======== Material provided
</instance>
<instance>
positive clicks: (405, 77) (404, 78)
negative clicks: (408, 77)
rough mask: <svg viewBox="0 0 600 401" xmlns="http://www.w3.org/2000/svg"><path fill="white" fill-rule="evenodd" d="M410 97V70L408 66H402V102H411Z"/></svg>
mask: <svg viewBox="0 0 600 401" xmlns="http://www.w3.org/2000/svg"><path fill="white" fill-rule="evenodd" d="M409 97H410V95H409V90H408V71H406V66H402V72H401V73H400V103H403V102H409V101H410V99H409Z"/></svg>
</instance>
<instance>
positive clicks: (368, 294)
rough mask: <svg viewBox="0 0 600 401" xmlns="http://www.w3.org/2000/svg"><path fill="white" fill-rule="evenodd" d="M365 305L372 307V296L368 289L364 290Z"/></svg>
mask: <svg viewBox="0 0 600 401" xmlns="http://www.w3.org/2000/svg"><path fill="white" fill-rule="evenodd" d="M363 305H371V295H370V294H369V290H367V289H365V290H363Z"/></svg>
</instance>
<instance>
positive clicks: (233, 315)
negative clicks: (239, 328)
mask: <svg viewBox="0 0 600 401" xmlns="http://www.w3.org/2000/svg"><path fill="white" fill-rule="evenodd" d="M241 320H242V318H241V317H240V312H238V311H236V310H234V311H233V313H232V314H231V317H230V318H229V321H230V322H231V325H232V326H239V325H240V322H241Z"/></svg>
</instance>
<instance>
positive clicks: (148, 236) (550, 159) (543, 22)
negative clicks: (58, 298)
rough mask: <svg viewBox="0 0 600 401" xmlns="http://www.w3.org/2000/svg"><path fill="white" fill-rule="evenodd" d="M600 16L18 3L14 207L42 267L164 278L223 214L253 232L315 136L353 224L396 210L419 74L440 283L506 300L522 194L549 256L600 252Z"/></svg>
================
======== Material provided
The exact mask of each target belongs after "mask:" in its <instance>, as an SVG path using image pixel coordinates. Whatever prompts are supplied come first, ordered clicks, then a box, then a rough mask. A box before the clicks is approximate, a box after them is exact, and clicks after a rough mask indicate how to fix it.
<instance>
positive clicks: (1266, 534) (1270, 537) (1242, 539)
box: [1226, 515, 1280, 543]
================
*Exercise*. Change "positive clicks" to "foreground clicks" in the records, starting at the line containing "The exact mask" and ending at the line containing "box: [1226, 515, 1280, 543]". Return only those lines, with nothing else altered.

*Task response*.
The exact mask of each target belongs after "mask:" in its <instance>, as an SVG path using image pixel coordinates. Whatever prompts are supplied come first, ordered clicks, then a box, then a rough mask. A box before the clicks is approximate, a box after them is exact, and clicks after a rough mask indicate how to fix it.
<instance>
foreground clicks: (1266, 534) (1270, 537) (1242, 539)
box: [1226, 515, 1280, 543]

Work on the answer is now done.